**What you will do:**
Select, from the data, each line where "holding" occurs.

**Referring expression pointing data:**
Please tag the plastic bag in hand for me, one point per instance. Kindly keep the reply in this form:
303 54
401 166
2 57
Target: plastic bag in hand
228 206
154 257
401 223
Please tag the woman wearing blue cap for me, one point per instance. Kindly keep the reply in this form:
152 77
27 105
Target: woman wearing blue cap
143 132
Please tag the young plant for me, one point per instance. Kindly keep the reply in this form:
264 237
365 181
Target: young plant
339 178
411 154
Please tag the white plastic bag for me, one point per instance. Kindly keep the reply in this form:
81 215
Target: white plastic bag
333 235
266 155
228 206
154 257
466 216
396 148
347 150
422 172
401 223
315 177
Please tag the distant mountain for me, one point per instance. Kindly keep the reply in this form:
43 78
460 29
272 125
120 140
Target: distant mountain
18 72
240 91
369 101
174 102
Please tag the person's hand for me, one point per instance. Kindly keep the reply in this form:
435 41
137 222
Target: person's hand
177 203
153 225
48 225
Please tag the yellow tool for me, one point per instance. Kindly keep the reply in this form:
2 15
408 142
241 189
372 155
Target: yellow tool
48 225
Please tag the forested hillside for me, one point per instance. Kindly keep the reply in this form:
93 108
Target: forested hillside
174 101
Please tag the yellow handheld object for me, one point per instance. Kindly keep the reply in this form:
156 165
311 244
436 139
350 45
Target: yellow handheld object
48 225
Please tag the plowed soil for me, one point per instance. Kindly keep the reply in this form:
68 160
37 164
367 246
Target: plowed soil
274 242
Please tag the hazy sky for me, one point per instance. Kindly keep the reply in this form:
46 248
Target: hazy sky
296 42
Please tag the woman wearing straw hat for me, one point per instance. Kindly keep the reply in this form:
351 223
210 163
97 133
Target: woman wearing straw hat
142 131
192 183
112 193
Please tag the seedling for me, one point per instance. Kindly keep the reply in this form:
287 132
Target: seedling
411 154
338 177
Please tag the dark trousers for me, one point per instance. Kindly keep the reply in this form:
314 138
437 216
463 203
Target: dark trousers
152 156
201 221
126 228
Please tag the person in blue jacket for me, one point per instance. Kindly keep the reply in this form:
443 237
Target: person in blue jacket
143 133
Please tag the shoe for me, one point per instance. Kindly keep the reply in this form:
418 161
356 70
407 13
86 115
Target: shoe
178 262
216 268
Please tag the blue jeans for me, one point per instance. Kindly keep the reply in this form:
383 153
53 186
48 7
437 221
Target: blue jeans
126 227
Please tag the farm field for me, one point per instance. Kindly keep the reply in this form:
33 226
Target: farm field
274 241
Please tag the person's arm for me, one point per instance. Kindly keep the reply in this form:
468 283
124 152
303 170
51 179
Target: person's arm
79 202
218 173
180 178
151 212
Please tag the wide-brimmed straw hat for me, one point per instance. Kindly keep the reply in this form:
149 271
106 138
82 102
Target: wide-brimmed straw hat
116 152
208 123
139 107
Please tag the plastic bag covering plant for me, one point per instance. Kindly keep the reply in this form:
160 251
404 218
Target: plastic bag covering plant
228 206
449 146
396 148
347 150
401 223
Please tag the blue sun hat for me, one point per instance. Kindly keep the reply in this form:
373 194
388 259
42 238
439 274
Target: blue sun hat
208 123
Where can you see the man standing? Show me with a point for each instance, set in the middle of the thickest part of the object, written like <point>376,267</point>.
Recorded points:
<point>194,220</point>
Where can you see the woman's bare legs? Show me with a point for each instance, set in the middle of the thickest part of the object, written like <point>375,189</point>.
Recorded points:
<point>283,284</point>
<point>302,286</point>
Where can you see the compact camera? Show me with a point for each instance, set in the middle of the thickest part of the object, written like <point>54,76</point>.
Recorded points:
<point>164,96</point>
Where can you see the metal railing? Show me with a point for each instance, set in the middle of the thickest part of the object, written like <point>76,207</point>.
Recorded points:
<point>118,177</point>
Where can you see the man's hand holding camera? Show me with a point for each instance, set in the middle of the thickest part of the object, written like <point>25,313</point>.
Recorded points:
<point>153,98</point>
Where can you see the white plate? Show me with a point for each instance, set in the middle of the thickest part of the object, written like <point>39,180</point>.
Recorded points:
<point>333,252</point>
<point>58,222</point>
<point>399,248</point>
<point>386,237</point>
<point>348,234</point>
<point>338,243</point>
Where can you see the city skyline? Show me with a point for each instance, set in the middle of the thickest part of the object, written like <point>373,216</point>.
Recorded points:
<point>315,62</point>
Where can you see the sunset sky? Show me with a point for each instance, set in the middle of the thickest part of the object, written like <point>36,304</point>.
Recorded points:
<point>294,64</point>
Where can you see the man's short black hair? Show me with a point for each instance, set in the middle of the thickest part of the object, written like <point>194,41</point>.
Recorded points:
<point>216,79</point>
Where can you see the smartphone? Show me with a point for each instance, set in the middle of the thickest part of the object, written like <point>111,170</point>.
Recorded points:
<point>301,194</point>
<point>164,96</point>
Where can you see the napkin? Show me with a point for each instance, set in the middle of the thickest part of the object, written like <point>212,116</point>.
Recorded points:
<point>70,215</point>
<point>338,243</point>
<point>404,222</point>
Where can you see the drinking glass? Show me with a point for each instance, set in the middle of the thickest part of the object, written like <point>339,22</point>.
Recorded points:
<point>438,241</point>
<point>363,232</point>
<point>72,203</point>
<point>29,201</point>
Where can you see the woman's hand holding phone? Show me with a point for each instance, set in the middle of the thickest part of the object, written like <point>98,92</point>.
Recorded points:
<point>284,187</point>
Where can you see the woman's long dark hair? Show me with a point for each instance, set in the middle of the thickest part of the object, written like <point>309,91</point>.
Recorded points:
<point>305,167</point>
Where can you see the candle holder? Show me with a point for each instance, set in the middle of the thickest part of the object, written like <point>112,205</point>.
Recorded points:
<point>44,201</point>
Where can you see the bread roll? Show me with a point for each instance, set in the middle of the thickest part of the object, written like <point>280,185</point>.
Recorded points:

**Answer:**
Where can you see the man's hand holding camera? Show me with a point for each instance, set in the middle of the thickest part of the object, written like <point>25,313</point>.
Where can you see the woman's hand holding phone? Show me with a point for each instance, set in the middle of the thickest part of the object, written like <point>98,92</point>.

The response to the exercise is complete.